§ **STORED DATA**

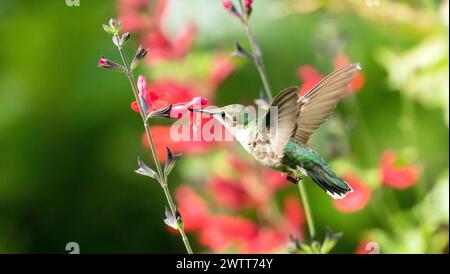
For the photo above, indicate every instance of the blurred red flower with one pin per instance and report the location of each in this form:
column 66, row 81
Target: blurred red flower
column 294, row 215
column 222, row 233
column 367, row 246
column 229, row 193
column 247, row 189
column 399, row 176
column 221, row 69
column 146, row 17
column 355, row 200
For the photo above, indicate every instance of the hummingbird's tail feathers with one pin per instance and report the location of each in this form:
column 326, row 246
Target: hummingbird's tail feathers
column 329, row 182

§ **WHAT TO PRODUCE**
Copy all of the material above word for word, but leave out the pictures.

§ **EXPECTED ANSWER**
For the photo above, indicate every instance of the blurred red flower with one pin per instance and report the location of each in this form:
column 66, row 81
Target: blurred red flower
column 294, row 215
column 222, row 233
column 367, row 246
column 229, row 193
column 247, row 189
column 399, row 176
column 221, row 69
column 146, row 17
column 355, row 200
For the photo above, indicate every instance of the hummingbird's tail feathers with one pin per instance and report the location of each in this form:
column 326, row 246
Target: hummingbird's tail feathers
column 329, row 182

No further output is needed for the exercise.